**DATA ENTRIES:**
•••••
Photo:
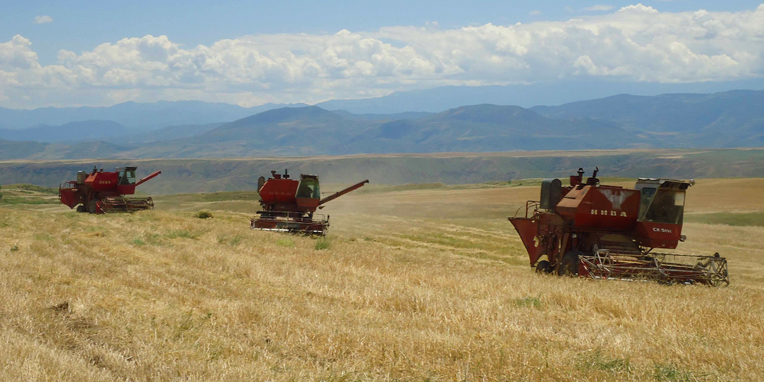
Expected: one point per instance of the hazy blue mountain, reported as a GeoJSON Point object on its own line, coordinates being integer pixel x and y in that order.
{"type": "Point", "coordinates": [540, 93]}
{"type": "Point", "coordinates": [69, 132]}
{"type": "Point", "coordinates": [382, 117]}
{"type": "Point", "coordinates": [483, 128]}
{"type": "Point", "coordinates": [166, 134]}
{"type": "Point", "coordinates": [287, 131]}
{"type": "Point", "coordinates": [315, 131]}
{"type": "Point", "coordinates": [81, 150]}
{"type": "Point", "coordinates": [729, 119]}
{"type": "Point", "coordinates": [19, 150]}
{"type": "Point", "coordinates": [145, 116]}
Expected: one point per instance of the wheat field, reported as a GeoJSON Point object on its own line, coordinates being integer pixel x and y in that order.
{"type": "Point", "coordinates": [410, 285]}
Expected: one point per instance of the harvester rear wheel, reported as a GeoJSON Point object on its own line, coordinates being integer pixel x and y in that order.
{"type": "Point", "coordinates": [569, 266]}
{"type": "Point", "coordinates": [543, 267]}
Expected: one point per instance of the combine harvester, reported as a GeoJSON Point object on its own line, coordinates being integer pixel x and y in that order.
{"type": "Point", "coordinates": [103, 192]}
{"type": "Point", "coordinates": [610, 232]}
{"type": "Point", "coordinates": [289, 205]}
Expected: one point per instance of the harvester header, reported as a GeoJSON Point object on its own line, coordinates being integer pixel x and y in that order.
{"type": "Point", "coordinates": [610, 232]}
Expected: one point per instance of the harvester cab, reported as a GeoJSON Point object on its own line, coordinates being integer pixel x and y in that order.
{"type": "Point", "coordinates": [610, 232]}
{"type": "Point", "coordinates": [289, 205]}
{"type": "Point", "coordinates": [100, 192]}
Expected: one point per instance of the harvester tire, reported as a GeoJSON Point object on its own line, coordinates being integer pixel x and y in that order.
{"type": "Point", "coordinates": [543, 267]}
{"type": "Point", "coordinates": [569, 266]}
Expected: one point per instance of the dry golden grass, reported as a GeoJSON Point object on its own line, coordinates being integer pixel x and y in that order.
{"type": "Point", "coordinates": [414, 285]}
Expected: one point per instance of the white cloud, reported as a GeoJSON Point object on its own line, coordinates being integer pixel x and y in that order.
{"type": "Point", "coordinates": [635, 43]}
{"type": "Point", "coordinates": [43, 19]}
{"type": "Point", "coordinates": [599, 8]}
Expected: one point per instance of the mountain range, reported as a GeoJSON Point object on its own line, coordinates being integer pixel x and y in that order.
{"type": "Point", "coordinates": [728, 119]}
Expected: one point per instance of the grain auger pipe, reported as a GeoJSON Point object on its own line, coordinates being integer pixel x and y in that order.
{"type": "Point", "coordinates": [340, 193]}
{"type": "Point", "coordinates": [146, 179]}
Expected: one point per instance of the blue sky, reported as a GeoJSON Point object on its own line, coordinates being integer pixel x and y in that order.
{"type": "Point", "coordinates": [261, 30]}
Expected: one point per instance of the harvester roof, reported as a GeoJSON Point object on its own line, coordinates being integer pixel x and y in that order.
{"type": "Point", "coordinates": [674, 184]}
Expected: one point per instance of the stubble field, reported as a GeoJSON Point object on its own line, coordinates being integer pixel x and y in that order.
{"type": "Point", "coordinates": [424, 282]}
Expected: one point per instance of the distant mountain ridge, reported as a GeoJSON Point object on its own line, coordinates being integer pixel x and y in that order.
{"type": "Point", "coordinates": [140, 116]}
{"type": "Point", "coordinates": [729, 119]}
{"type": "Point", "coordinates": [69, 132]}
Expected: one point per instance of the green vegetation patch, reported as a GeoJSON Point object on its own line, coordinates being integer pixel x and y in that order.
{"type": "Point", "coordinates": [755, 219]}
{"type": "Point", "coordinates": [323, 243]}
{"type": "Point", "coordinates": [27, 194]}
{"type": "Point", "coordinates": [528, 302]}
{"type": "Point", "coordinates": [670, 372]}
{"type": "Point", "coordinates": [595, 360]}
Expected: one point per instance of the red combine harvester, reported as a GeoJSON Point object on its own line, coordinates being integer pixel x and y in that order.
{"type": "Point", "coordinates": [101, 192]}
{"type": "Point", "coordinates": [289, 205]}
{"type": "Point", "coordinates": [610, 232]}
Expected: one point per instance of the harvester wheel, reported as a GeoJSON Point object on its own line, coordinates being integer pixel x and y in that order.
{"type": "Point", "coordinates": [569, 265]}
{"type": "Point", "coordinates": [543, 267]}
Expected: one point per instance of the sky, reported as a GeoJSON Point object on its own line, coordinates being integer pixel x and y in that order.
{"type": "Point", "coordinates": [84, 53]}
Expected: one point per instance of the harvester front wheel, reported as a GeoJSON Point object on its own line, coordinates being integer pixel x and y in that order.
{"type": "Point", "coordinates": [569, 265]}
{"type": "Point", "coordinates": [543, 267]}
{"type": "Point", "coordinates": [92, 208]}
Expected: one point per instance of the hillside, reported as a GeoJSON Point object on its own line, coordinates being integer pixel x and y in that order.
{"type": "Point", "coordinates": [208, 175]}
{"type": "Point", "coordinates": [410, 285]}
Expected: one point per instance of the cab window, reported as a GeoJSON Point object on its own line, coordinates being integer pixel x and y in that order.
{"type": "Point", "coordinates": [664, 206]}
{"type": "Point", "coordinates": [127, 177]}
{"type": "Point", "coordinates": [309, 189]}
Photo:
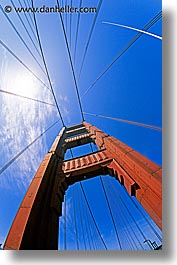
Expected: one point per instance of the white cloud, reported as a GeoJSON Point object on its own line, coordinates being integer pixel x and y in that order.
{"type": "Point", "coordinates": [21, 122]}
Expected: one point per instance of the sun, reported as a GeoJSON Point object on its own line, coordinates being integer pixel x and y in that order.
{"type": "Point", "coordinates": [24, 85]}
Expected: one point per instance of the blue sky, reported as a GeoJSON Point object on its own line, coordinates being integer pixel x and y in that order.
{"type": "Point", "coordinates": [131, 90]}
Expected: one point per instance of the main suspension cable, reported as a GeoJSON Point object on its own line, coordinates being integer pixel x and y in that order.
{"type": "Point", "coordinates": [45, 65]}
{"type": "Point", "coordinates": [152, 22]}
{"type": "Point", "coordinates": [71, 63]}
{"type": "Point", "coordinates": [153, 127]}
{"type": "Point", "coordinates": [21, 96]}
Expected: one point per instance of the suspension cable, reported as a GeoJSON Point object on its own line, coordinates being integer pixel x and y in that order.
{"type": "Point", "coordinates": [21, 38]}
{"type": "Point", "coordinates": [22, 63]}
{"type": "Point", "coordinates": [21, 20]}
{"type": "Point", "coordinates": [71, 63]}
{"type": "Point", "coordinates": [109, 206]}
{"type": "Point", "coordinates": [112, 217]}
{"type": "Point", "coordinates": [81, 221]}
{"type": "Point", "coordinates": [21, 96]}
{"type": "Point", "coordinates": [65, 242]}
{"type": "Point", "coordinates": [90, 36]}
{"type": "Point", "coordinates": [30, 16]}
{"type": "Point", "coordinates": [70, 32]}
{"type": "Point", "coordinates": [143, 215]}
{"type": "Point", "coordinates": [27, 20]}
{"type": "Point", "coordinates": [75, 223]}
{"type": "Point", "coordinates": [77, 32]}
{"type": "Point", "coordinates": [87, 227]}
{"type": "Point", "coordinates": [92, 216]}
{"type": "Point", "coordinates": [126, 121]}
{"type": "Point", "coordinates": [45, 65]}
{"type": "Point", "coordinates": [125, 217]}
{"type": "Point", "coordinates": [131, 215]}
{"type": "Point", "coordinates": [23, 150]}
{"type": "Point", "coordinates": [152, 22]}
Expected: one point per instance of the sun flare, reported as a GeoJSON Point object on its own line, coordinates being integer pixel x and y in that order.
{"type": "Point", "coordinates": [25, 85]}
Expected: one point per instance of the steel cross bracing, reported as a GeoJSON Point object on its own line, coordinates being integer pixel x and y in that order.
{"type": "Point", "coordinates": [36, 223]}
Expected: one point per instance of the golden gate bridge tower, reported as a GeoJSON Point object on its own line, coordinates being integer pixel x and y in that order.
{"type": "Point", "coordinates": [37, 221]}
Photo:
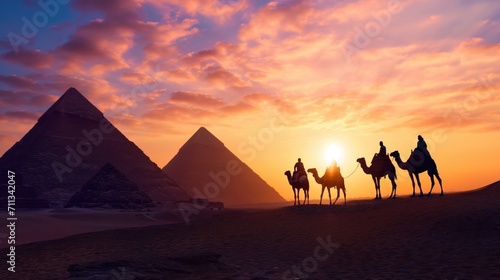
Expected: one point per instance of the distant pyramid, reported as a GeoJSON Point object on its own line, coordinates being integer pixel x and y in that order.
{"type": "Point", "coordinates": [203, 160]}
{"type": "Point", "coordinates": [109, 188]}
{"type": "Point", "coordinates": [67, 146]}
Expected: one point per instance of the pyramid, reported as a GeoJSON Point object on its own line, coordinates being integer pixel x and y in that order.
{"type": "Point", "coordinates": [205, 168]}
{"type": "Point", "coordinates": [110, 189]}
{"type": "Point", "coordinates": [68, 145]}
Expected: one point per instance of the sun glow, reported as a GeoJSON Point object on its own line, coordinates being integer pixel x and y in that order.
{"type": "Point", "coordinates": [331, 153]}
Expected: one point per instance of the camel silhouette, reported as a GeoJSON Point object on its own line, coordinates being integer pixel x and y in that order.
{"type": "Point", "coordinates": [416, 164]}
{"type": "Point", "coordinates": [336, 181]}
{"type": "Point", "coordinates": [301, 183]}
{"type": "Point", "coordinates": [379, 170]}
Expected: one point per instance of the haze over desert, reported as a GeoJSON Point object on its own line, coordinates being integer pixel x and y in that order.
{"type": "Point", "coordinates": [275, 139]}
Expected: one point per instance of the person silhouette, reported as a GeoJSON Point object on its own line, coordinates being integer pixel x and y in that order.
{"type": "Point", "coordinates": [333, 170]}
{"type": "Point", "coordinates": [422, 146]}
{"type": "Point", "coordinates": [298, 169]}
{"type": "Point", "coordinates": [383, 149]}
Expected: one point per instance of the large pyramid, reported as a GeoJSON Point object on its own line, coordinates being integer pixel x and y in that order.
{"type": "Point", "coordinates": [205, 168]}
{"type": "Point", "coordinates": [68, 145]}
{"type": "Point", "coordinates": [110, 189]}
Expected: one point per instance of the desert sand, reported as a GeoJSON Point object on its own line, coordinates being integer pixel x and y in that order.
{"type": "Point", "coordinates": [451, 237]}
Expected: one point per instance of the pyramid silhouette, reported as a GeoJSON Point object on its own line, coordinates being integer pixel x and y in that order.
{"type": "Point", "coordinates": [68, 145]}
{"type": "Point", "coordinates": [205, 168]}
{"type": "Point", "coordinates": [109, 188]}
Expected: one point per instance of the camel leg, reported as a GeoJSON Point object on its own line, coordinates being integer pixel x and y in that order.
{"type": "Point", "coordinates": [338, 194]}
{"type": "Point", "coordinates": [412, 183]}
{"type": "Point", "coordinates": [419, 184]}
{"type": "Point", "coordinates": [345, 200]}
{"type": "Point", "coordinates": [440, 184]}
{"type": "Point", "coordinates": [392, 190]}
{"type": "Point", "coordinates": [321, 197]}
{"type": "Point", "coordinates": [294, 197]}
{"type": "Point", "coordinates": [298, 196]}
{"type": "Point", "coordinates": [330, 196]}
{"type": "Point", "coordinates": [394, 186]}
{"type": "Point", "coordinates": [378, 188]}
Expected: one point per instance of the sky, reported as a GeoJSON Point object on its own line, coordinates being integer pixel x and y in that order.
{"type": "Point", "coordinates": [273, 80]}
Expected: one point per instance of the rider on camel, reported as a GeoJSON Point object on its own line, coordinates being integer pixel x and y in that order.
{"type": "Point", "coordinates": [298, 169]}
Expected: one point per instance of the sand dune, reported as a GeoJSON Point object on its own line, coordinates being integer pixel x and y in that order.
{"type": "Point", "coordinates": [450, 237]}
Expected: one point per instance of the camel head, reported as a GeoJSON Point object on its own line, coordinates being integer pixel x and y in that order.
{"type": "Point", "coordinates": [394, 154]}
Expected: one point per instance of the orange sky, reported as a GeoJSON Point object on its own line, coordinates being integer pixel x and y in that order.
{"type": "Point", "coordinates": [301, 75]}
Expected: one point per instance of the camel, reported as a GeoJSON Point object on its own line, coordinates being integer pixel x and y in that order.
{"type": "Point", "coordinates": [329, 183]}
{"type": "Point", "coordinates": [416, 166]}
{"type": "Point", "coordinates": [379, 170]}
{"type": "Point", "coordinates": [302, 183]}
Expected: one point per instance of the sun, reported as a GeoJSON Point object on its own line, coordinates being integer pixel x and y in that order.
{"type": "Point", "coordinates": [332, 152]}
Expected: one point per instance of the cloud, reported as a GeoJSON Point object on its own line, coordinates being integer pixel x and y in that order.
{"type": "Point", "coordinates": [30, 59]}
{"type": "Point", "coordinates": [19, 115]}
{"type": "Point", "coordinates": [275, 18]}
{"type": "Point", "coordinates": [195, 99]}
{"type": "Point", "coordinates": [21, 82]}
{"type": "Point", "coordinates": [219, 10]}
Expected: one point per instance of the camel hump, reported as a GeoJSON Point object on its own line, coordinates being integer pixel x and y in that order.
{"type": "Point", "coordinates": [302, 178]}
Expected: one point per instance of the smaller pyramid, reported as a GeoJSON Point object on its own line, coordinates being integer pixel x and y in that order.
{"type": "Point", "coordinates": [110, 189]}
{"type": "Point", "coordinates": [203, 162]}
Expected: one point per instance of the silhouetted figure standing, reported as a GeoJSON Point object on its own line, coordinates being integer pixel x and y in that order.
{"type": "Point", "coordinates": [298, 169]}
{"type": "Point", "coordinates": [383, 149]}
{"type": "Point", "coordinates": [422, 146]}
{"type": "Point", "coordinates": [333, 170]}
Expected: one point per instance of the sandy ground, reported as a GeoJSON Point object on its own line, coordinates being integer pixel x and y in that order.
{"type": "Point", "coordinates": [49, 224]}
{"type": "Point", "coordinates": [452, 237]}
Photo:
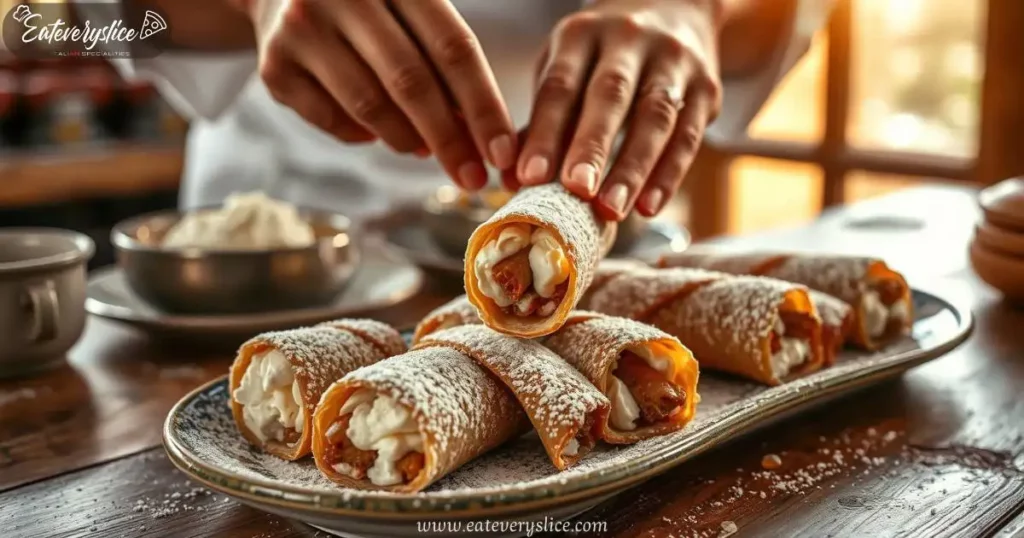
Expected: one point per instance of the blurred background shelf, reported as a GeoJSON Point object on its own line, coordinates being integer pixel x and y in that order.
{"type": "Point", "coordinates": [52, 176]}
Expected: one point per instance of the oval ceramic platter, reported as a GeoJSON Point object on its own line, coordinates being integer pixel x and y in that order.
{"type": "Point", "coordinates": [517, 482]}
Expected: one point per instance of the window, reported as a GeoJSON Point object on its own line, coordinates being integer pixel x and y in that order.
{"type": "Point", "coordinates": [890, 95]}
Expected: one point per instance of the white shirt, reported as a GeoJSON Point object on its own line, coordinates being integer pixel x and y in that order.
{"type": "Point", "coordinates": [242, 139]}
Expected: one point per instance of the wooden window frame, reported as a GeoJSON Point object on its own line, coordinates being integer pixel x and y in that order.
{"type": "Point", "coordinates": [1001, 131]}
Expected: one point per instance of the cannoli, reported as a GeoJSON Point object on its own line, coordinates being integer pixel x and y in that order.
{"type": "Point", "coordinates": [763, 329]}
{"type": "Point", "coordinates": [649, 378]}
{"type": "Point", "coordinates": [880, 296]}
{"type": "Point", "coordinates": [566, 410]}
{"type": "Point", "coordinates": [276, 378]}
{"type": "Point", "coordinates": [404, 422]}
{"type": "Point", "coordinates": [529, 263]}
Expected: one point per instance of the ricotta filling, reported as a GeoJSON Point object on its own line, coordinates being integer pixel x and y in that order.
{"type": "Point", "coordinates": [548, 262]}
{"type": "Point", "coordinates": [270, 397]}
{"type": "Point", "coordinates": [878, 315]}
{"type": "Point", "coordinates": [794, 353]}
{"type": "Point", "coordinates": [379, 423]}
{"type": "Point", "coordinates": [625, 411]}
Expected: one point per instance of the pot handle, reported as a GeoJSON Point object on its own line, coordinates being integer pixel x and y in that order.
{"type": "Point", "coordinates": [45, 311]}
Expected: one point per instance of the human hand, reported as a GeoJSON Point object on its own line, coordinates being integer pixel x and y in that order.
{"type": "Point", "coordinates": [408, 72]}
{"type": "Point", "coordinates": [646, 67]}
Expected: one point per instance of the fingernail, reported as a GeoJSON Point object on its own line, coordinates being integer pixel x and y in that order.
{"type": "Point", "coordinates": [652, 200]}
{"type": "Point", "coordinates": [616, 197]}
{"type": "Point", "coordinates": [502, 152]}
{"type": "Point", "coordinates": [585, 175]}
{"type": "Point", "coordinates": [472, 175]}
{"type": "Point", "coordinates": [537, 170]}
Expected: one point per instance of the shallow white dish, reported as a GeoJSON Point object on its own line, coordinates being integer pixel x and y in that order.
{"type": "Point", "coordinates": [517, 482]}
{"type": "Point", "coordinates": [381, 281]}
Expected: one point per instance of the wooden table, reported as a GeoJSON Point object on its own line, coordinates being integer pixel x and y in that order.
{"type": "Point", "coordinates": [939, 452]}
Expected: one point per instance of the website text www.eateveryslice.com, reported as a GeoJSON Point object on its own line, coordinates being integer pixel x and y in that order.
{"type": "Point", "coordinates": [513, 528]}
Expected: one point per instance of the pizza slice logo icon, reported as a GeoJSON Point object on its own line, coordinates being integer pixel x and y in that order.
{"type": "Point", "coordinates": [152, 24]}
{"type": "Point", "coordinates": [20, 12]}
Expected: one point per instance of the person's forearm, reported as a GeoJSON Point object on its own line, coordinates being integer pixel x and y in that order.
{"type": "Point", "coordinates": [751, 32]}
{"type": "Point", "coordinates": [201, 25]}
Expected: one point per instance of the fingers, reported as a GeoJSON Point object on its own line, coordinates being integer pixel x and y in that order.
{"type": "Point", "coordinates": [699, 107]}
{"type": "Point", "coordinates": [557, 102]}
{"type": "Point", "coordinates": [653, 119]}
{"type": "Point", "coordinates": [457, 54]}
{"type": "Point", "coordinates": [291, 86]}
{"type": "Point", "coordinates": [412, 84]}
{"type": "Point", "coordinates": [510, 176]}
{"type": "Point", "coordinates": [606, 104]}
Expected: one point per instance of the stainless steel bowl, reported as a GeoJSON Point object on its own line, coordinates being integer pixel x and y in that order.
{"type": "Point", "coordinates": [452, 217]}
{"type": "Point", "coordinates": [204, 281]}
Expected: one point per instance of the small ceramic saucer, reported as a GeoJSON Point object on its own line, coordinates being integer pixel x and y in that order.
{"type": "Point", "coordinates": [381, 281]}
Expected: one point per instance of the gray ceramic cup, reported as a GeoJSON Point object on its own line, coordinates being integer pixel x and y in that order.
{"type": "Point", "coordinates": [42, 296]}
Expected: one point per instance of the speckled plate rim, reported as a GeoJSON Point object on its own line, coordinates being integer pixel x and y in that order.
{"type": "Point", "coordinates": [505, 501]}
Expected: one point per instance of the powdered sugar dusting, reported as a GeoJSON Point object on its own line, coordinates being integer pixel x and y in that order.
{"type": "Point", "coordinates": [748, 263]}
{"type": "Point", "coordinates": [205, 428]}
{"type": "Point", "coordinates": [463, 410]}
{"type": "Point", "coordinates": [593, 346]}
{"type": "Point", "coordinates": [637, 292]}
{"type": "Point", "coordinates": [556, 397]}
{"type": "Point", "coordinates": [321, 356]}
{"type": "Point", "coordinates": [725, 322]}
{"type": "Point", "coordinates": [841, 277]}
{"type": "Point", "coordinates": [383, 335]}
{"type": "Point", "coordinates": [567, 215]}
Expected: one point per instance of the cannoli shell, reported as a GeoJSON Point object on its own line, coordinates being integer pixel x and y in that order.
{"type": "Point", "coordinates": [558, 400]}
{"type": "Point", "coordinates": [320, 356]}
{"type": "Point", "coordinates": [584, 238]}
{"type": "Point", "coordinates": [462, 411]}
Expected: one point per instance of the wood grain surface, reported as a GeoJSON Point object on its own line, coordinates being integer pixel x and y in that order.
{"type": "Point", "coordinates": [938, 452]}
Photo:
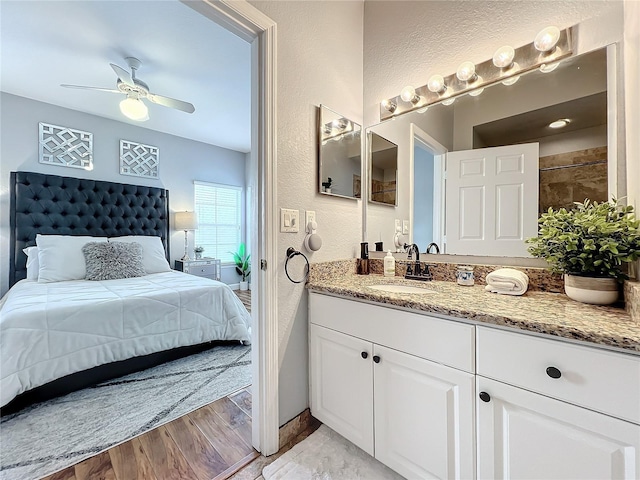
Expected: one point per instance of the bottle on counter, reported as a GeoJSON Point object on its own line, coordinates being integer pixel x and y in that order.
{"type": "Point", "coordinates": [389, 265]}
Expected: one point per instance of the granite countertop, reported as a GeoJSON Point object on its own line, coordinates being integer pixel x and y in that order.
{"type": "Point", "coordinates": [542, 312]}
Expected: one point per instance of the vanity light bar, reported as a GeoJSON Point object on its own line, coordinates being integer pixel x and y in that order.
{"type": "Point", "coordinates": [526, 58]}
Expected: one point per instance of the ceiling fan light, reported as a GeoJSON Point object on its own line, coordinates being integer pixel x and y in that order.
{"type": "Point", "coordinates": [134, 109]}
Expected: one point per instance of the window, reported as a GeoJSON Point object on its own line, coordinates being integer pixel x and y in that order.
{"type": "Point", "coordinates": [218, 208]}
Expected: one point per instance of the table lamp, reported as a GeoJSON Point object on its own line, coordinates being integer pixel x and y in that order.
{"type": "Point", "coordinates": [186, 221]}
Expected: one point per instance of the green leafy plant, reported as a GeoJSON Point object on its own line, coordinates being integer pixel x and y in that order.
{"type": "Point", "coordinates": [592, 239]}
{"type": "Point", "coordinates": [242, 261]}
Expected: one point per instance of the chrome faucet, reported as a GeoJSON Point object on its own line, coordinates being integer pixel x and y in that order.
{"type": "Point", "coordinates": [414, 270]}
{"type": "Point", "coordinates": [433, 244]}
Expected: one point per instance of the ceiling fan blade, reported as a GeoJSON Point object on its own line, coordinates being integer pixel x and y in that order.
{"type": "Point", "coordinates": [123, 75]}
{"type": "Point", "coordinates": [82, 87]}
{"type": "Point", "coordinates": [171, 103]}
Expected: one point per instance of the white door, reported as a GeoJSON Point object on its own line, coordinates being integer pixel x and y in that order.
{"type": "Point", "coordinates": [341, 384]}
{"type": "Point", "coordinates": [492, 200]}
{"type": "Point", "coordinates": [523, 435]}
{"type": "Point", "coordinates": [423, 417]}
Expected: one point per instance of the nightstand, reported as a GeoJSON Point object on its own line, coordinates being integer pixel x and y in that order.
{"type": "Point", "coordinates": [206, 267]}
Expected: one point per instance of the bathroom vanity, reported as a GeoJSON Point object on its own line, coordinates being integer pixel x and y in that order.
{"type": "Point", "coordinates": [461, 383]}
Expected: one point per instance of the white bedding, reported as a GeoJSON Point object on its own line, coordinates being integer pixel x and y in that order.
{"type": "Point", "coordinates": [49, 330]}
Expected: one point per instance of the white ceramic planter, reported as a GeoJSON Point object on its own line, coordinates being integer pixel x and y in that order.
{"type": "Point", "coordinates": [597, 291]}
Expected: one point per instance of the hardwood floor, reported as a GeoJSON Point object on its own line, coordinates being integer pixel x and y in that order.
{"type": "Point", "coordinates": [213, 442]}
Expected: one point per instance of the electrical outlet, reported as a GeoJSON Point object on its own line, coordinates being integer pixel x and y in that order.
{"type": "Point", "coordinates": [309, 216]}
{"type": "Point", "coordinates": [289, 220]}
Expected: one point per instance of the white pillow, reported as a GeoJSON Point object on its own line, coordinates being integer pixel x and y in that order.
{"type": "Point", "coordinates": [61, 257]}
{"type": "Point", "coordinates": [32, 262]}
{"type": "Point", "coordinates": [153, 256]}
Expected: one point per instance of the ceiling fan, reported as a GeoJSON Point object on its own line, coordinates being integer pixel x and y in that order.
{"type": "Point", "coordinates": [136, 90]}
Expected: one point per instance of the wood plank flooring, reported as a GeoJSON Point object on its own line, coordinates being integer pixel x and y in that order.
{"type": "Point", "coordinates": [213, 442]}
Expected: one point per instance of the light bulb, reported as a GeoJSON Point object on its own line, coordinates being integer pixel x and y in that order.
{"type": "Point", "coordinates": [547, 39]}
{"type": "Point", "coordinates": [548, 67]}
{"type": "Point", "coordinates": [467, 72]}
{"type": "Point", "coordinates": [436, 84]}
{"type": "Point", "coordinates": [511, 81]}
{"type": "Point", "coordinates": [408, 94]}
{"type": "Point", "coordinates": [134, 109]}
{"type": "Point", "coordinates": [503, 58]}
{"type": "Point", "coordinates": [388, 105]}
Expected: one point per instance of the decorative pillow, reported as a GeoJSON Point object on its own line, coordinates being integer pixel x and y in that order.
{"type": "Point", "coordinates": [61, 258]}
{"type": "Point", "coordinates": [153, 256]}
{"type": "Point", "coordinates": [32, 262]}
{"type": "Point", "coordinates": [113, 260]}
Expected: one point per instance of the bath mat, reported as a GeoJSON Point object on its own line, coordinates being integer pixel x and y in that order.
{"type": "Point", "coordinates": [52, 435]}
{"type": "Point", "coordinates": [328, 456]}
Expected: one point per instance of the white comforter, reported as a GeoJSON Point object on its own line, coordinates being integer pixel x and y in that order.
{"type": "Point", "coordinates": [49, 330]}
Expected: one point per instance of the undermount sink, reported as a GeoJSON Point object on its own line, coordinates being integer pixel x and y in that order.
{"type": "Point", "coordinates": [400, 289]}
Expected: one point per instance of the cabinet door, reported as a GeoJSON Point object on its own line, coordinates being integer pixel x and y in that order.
•••••
**EXERCISE GOAL:** Transcribe word for word the lines from the one holding "Expected: one point per instance of the bath mat, reported" to the last line of the listing above, inclusive.

**OUTPUT:**
Expected: one point per instance of the bath mat, reported as a GeoJSON Point object on its own line, coordinates being integer pixel x and y in that order.
{"type": "Point", "coordinates": [52, 435]}
{"type": "Point", "coordinates": [328, 456]}
Expected: one point per instance of the white comforter, reported as a GeoJSON Point object on its own line, coordinates being integer pixel x and y in that order.
{"type": "Point", "coordinates": [49, 330]}
Expected: one point per instance of the undermount sink, reported as a GeoJSON Point object on its own line, coordinates being integer pixel x and y in that order.
{"type": "Point", "coordinates": [400, 289]}
Expected: one point per instance of the cabinet door, reported as a GeoJSON Point object on its own line, coordinates being integer pixel x and y in that order.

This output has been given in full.